▸ Work task
Pictures are not part of the copy. Reproduce all the records exactly.

(Beginning of Data for processing)

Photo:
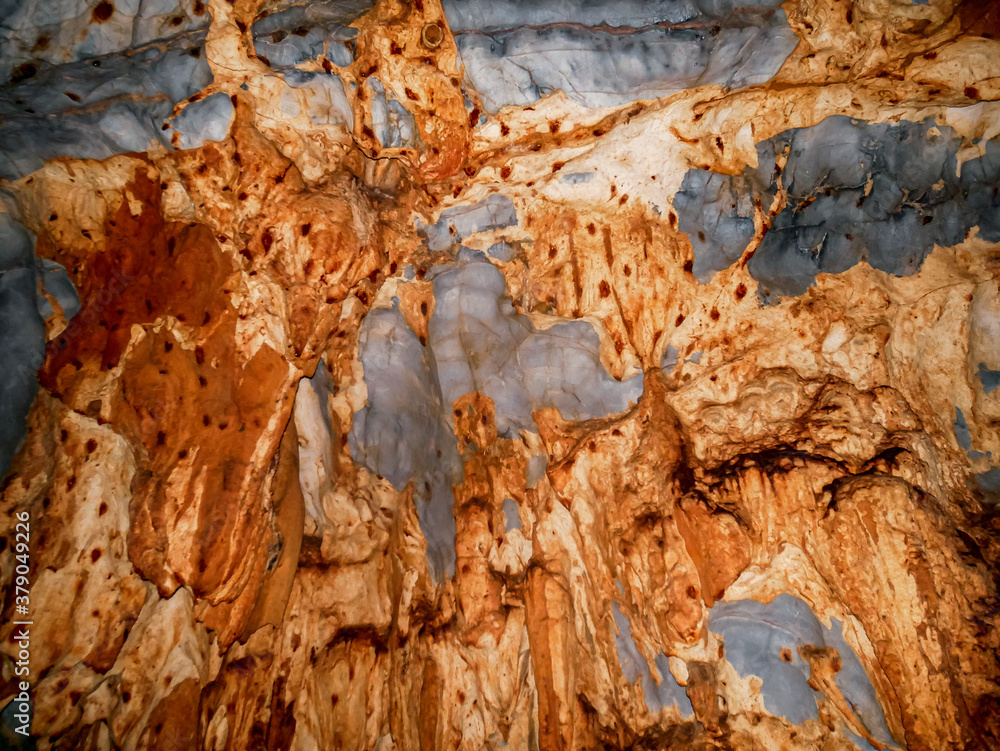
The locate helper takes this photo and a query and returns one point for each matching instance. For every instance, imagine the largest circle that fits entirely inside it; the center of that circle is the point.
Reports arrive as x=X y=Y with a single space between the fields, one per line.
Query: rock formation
x=452 y=374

(End of Data for processing)

▸ Answer to the problem
Photo:
The locate helper takes this photo and a query and returns one point for each matching instance. For every instance, imagine the largest circle that fits entirely inside it; the center of that circle is the point.
Reports arrive as x=X y=Y with a single space between the fields, one per line.
Query: rock formation
x=452 y=374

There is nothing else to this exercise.